### WHAT YOU HAVE TO DO
Continue the biography of Carol Bruce from the point where it stops, keeping its style and section format.

### PROVIDED TEXT
»»
Carol Bruce (born Shirley Levy; November 15, 1919 – October 9, 2007) was an American band singer, Broadway star, and film and television actress.

Early years
Bruce was born Shirley Levy in a Jewish family, in Manhattan, to Beatrice and Harry Levy. She had a sister, Marilyn.

Because of her family's moving, she attended Jamaica High School, Girls' High School, and New Utrecht High School before graduating from Erasmus Hall High School in Brooklyn, New York. Although she studied violin for eight years, she never took singing lessons.

Singing
Bruce began her career as a singer in the late 1930s with Larry Clinton and his band. She sang with Ben Bernie's orchestra in 1940-1941.

Stage
Bruce made her Broadway debut in Louisiana Purchase, with songs by Irving Berlin, who discovered her at a nightclub in Newark, New Jersey. She was the first actress to play the role of Julie in a Broadway production of Jerome Kern and Oscar Hammerstein II's Show Boat since the 1932 Broadway revival. Bruce played the role onstage in 1946 and garnered favorable comparisons to Helen Morgan, who had originated the role onstage in 1927 and repeated it in both the 1932 revival and the 1936 film.

Her other Broadway credits include New Priorities of 1943, Along Fifth Avenue, Do I Hear a Waltz?, Henry, Sweet Henry, and A Family Affair.

Film
Bruce appeared with Abbott and Costello in Keep 'Em Flying (1941). Her first serious film role was in This Woman Is Mine (1941). She had supporting roles many years later in the films American Gigolo (1980) and Planes, Trains and Automobiles (1987).

Radio
Bruce's radio debut came on The Horn and Hardart Children's Hour. She sang on Carton of Pleasure and The Henny Youngman Show.
««
Referring expression data
»»
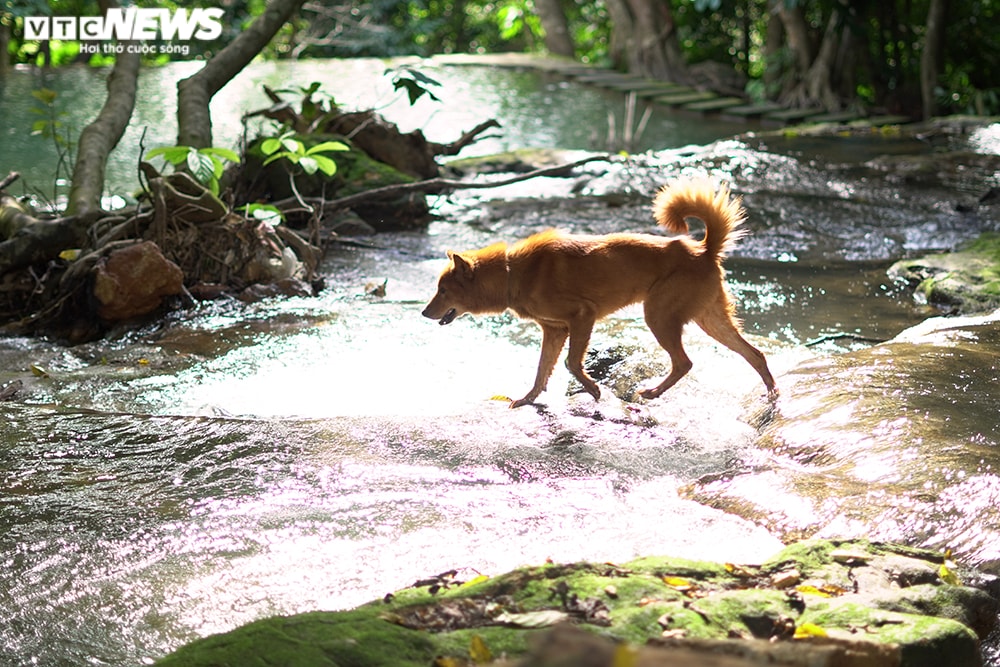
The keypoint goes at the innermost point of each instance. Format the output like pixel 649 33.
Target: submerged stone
pixel 964 282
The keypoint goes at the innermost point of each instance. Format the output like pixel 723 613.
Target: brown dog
pixel 568 282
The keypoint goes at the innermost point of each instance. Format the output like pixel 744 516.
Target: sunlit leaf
pixel 680 583
pixel 542 618
pixel 325 164
pixel 947 576
pixel 477 580
pixel 45 95
pixel 309 164
pixel 172 154
pixel 625 656
pixel 270 145
pixel 806 630
pixel 806 589
pixel 202 167
pixel 328 146
pixel 221 153
pixel 479 652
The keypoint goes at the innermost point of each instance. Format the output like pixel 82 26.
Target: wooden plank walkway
pixel 672 95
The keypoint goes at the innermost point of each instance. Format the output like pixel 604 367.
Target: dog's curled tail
pixel 699 198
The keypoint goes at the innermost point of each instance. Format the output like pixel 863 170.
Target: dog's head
pixel 455 295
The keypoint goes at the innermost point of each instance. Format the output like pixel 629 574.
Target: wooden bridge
pixel 675 96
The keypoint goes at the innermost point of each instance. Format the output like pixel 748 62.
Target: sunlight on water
pixel 986 139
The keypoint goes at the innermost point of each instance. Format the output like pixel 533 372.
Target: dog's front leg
pixel 579 340
pixel 553 339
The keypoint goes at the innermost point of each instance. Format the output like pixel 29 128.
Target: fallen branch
pixel 435 185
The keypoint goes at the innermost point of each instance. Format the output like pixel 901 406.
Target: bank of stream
pixel 236 461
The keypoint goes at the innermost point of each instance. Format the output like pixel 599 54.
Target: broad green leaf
pixel 270 145
pixel 325 164
pixel 172 154
pixel 293 145
pixel 202 167
pixel 328 146
pixel 45 95
pixel 309 164
pixel 221 153
pixel 265 213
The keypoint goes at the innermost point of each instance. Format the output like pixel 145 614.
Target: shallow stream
««
### REPLY
Television
After a long career as a singer and in films, Bruce is probably best-remembered for her recurring role as the domineering and meddlesome Lillian "Mama" Carlson (mother of the station manager played by Gordon Jump) on CBS' WKRP in Cincinnati.  In real life, Bruce was only 12 years older than Jump.  Sylvia Sidney played Mr. Carlson's mother in the pilot episode.

Personal life
Bruce's only marriage to Milton Nathanson, which ended in divorce, produced a daughter, Julie, an actress, singer and playwright who married jazz guitarist Larry Coryell. Bruce's grandchildren, Murali and Julian Coryell, are both musicians. Bruce was Jewish.

Bruce was a Democrat who supported Adlai Stevenson's campaign in the 1952 presidential election.

Death
Bruce died from chronic obstructive pulmonary disease at the Motion Picture & Television Country House and Hospital in Woodland Hills, California, aged 87. She was survived by her sister and two great-grandsons. Upon her death, she was cremated and her ashes given to her cousin.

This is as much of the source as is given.